(Extract):

— Start —

Thalia Hall on Chicago’s Milwaukee Avenue
His hair, light auburn in color, was well coiffed, his long mustachios fashionably curved. He loved dancing at the Saturday balls and was well known around North Town as an attractive bachelor and a “ladies’ man.” 30 Everything about him indicated that August Spies was a young man who would make good in Chicago just as so many of his gregarious and hardworking countrymen had done.
The Turners epitomized the rich tradition of associational life Germans brought from the old country to Chicago, where they created a sphere of life outside the workaday world of established structures and institutions. Unlike Americans, who thought the special nature of women’s feelings made the world of men’s entertainment offensive, Germans welcomed women into the realm of festivity because they were seen as having a special gift for expressing their feelings.31 On Fridays and Saturdays men and women flocked to music and concert halls where brass bands and full orchestras played. On other nights they could be found at numerous clubs devoted to song, band music and dramatics, places where they performed for their own pleasure. 32
Because all aspects of German working-class culture involved performance, many forms of theater flourished in immigrant neighborhoods, where groups of amateurs enacted folk dramas, which offered up stories of the heroic common man, as well as comedies and farces, which provoked laughter. In some midwestern cities strict Protestants opposed the German theater with its libertine characters and profane Sunday performances, but it flourished in Chicago.33 Like many of his country folk, August Spies adored the theater and yearned to display his own flair for the dramatic.
The city’s large Scandinavian population came together in similar ways. By 1880 more immigrants from Denmark, Norway and Sweden lived in Chicago—nearly 26,000 people—than the combined total of Scandinavians in all other large American cities. Norwegians labored as lake sailors and shipbuilders, while the Danes and Swedes gravitated
to trades such as house carpentry and cabinetmaking. Immigrants from the three Nordic nations created a vibrant cultural life for themselves, forming singing clubs, a Scandinavian Free Thinkers Society, Turner lodges and dramatic clubs.34
Scandinavians usually learned English readily, registered to vote, read American newspapers, sent their children to public schools and expressed a devotion to their new homeland. They appeared to be easily Americanized, but this perception deceived many casual observers. What is “this Americanization process we hear so much about?” asked the editor of the Svenska Tribune. “Did it mean shedding one’s cultural identity like a snake skin?” No, he declared, it meant that in America “one could become more elastic” and “learn to view a matter from several angles.” 35
The Scandinavians, like the Germans, wanted to become Americans on their own terms, not those dictated by the city’s native-born elites who thought their festivals overly expensive and ostentatious. Some Americans even suspected that immigrant parades on the Fourth of July were intended less to inspire loyalty to the United States than to re-create the joyful sociability common to the Old World.

— End —

(Goals):
1. Copy out the passage on immigrant life in Chicago, starting with "Thalia Hall on" and going on through "countrymen had done.", renaming "North Town" as "the North Side".
2. Answer these questions from the passage on immigrant life in Chicago:
(a) What color was August Spies's hair?
(b) By 1880, about how many immigrants from Denmark, Norway and Sweden lived in Chicago?
(c) What kinds of work did Norwegians do?

(Raw data):
— Start —

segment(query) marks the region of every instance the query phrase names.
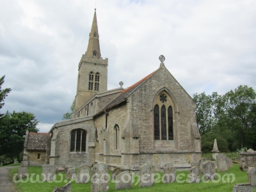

— End —

(Task results):
1.
Thalia Hall on Chicago’s Milwaukee Avenue
His hair, light auburn in color, was well coiffed, his long mustachios fashionably curved. He loved dancing at the Saturday balls and was well known around the North Side as an attractive bachelor and a “ladies’ man.” 30 Everything about him indicated that August Spies was a young man who would make good in Chicago just as so many of his gregarious and hardworking countrymen had done.

2.
(a) Light auburn.
(b) Nearly 26,000.
(c) They worked as lake sailors and shipbuilders.